- WHAT IS NEEDED -
Write the records out again in full, word for word.

▽

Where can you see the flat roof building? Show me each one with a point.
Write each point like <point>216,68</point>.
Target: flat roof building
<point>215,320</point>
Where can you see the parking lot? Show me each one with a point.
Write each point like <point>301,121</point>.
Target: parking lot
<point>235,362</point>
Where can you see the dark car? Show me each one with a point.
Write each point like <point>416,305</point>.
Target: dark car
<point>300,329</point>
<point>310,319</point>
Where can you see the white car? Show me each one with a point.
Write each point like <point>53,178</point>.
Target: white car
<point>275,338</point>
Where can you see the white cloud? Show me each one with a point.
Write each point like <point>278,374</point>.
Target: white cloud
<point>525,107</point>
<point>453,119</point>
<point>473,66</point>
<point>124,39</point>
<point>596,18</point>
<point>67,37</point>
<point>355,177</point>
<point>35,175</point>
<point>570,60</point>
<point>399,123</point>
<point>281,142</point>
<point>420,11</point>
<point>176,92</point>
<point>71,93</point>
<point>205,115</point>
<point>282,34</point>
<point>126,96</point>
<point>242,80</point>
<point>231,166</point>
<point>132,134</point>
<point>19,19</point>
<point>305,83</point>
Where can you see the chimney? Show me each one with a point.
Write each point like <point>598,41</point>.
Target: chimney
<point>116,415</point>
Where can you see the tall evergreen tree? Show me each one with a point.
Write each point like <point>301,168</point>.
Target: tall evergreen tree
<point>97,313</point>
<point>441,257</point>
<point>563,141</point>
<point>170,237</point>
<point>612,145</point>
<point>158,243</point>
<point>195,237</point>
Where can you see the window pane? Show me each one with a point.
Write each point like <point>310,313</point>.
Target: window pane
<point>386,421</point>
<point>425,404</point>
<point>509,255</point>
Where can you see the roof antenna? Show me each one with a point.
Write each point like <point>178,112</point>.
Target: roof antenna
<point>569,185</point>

△

- RESPONSE -
Where can you see the flat roof building? Show me each one with a point.
Write each point like <point>216,68</point>.
Target: flat roof building
<point>215,320</point>
Where can you see the parking lot? Show me each one with a point.
Write each point like <point>301,121</point>.
Target: parking lot
<point>235,362</point>
Where can you see the dark car? Show me each one with a point.
Write each point like <point>416,305</point>.
Target: dark car
<point>300,329</point>
<point>310,319</point>
Where can you see the white car? Show me each one with a point.
Write each point like <point>53,178</point>.
Target: white car
<point>275,338</point>
Where can you see the white cloud? Show me each one with a point.
Write each point like <point>278,374</point>.
Target: white cloud
<point>525,107</point>
<point>453,119</point>
<point>473,66</point>
<point>124,39</point>
<point>596,18</point>
<point>67,37</point>
<point>355,177</point>
<point>35,175</point>
<point>570,60</point>
<point>399,123</point>
<point>281,142</point>
<point>420,11</point>
<point>176,92</point>
<point>71,93</point>
<point>205,115</point>
<point>282,34</point>
<point>126,96</point>
<point>242,80</point>
<point>231,166</point>
<point>132,134</point>
<point>19,19</point>
<point>305,83</point>
Where can you see the chimney? Show me each one with a point.
Write each point like <point>598,41</point>.
Target: chimney
<point>116,415</point>
Where can you see the tall evergreen tree? Show me each one with a point.
Write each point like <point>301,168</point>.
Target: tall evergreen tree
<point>97,313</point>
<point>441,257</point>
<point>563,141</point>
<point>170,237</point>
<point>612,145</point>
<point>158,243</point>
<point>195,237</point>
Where can you see the window pane? Show me each one with a point.
Write each point like <point>310,313</point>.
Target: window pane
<point>386,421</point>
<point>425,404</point>
<point>509,255</point>
Where can you see the roof antenna? Show me each one with a point.
Write each point like <point>178,112</point>.
Target: roof antenna
<point>569,185</point>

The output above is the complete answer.